» **PROBLEM TO WORK ON**: Find and copy every line in the records that includes the string "blown".
[THE INPUT — start]
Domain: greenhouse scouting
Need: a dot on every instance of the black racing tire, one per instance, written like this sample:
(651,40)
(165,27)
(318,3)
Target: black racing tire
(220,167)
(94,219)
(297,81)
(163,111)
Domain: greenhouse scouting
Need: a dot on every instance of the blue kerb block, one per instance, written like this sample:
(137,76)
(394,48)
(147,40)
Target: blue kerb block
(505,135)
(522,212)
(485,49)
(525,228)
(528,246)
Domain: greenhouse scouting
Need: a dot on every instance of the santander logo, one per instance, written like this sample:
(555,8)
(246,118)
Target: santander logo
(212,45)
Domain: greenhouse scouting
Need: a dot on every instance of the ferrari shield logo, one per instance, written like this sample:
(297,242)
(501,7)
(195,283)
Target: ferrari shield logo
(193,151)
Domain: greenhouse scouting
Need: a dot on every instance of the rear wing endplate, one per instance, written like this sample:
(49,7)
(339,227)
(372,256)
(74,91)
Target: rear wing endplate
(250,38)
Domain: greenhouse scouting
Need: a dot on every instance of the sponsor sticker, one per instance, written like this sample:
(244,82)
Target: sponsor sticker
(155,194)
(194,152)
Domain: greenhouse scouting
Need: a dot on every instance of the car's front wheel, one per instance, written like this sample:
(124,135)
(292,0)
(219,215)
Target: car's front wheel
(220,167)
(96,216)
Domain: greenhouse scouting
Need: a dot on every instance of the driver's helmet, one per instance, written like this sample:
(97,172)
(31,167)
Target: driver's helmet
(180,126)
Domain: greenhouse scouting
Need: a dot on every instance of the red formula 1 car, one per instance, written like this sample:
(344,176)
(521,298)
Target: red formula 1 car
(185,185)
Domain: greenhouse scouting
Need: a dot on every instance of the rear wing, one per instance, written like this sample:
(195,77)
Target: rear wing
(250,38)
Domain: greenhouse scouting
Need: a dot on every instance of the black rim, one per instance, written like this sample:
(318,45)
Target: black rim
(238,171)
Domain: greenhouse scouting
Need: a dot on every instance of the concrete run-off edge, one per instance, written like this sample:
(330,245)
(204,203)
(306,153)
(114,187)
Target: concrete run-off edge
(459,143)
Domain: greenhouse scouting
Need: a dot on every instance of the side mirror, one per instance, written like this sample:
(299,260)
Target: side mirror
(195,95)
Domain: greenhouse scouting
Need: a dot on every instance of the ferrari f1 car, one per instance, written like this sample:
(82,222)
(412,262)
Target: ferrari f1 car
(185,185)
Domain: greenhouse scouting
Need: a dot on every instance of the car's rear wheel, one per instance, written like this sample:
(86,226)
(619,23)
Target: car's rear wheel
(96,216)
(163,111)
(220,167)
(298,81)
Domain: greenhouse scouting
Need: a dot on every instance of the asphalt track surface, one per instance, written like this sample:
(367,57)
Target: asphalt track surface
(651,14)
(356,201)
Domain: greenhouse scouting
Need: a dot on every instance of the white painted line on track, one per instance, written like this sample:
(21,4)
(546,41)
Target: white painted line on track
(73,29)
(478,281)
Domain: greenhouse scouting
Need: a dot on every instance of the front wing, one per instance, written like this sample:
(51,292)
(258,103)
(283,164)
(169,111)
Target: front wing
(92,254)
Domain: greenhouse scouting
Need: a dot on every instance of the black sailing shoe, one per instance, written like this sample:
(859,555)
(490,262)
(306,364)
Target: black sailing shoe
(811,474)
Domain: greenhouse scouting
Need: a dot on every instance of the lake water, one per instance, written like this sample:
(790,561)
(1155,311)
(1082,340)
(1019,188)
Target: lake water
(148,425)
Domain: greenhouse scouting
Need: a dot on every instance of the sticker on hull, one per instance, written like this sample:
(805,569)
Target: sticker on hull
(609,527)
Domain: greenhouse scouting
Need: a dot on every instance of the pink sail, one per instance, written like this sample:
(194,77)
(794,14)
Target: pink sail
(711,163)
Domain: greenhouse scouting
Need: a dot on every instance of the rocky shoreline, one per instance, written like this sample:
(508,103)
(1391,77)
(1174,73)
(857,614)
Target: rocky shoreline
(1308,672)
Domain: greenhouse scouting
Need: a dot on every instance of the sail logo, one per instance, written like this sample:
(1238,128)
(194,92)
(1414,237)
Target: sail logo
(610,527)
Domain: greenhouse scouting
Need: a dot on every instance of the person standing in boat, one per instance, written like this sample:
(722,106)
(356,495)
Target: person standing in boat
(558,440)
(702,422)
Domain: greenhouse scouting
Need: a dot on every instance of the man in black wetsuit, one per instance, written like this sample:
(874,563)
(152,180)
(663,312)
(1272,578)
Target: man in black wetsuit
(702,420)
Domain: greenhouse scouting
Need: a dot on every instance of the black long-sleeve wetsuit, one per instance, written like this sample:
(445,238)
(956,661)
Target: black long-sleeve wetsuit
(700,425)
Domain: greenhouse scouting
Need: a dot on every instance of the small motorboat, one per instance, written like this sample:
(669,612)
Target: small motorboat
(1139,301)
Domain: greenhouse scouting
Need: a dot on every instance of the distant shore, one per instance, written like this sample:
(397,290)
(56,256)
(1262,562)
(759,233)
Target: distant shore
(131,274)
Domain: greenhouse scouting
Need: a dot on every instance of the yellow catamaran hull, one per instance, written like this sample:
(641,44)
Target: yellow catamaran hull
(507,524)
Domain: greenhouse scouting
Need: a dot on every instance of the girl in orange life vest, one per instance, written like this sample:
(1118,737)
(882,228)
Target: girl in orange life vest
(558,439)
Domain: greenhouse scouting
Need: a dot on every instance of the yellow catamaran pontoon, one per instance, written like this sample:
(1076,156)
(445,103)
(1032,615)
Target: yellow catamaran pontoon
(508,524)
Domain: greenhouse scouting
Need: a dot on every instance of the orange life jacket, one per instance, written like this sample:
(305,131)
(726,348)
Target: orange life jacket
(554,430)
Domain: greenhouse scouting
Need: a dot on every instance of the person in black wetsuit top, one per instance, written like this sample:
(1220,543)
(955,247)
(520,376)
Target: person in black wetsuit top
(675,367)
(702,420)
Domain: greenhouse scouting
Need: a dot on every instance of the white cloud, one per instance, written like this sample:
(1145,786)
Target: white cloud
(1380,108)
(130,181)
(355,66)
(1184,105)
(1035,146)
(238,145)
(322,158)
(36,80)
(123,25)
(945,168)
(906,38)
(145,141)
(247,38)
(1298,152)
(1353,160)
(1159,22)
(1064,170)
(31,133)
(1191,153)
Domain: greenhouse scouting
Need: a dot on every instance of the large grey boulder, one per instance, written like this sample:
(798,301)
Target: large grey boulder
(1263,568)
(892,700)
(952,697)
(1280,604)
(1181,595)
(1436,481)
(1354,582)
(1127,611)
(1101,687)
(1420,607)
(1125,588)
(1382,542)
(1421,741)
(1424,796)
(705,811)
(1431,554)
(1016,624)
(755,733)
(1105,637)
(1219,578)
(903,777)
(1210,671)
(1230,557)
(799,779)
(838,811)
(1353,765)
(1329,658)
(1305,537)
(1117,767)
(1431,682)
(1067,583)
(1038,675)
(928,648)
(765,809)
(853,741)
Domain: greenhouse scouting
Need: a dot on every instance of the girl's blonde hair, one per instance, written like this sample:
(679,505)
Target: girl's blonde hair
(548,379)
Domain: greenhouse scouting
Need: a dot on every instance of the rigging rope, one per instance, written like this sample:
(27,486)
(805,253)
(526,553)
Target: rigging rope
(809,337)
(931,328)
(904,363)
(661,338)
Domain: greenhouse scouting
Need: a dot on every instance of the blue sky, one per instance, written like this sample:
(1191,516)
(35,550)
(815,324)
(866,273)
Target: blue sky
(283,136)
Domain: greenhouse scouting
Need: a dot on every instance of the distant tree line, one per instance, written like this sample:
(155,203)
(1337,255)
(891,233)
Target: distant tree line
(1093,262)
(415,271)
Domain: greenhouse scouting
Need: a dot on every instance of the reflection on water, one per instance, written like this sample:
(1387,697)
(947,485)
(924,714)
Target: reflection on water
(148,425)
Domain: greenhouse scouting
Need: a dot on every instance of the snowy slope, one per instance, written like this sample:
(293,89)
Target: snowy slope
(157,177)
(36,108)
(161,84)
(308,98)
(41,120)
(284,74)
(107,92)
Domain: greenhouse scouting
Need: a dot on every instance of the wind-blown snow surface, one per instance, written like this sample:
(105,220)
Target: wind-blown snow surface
[THE INPUT — finish]
» **SOLVED PROBLEM**:
Need: a dot on every instance of the wind-blown snow surface, one per instance, written like this sample:
Target: wind-blown snow surface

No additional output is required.